С той поры все его внимание было сосредоточено на подготовке главных премьер будущего сезона. Это был двадцатый русский сезон в Париже, регулярно повторявшийся после выставки 1906 года, за исключением 1918 года, когда дягилевская труппа во французской столице не выступала. Юбилей решили обставить по-особому. Кроме «Урсиньоля» готовились еще две премьеры: «Кошка» и «Меркурий». Последний, на музыку Сати, с декорациями и костюмами Пикассо, уже ставился конкурирующей труппой «Парижские вечера» Этьена де Бомона. Дягилев включил этот балет в свою программу в память об Эрике Сати, скончавшемся годом раньше. Несмотря на впечатляющий список имен, принимавших участие в постановке «Меркурия»: Сати, Пикассо, Мясин (все они участвовали десять лет назад в постановке «Парада»), спектакль оказался слабым. Его лишь четыре раза показали в Париже, и потом Дягилев уже не включал его в свои программы. Совсем другая судьба была у «Кошки». Спектакль считается одной из главных дягилевских постановок позднего периода, и, конечно, он обязан этим не музыке Соге, а конструктивистским декорациям и костюмам Наума Габо, а также хореографии Баланчина.

§ **СОХРАНЁННЫЕ ЗАПИСИ**
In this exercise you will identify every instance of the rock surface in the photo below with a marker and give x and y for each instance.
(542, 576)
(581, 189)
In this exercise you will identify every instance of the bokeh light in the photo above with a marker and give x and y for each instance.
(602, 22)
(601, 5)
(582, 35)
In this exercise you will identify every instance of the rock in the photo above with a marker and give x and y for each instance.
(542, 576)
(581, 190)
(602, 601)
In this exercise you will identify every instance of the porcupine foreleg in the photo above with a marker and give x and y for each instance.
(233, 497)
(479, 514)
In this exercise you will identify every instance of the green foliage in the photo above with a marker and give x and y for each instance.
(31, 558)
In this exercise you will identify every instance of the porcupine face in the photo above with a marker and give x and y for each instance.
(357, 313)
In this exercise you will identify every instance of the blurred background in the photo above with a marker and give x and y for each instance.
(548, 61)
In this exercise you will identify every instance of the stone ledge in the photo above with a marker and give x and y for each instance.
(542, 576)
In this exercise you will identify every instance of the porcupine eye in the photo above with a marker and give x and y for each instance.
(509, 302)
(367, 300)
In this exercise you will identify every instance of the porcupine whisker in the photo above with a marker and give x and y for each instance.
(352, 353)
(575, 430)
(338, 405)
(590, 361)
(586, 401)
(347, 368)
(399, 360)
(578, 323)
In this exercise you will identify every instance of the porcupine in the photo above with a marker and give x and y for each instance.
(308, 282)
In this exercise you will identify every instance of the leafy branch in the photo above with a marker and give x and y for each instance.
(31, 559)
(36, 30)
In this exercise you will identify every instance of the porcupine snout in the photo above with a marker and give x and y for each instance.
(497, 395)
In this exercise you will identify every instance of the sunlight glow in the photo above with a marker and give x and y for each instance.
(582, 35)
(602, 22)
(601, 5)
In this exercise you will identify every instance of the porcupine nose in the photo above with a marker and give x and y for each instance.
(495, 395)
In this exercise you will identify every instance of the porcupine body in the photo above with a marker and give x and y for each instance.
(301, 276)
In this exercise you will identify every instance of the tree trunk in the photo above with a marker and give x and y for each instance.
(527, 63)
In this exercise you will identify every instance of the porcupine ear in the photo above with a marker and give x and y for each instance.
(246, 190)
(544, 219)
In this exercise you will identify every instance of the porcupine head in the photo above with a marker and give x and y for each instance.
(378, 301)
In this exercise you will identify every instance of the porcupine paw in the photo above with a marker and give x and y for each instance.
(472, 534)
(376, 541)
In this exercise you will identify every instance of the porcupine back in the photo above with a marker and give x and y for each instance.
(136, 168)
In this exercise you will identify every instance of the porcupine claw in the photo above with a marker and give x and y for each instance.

§ **ЗАДАНИЕ**
Перескажите короче абзац статьи, который начинается словами «С той поры все его внимание», и сохраните его главные факты. Записи никак не связаны со статьей.

§ **РЕШЕНИЕ**
С той поры его внимание было занято премьерами юбилейного, двадцатого русского сезона в Париже. Сезоны проходили регулярно после выставки 1906 года, кроме 1918-го. Помимо «Урсиньоля», готовились «Кошка» и «Меркурий». «Меркурий» на музыку Сати, с декорациями и костюмами Пикассо, уже ставила труппа Этьена де Бомона «Парижские вечера». Дягилев включил его в программу в память о Сати, умершем годом раньше. Несмотря на участие Сати, Пикассо и Мясина, спектакль оказался слабым: его показали в Париже лишь четыре раза и больше не ставили. «Кошка» же стала одной из главных поздних постановок Дягилева. Этим она обязана не музыке Соге, а конструктивистским декорациям и костюмам Наума Габо и хореографии Баланчина.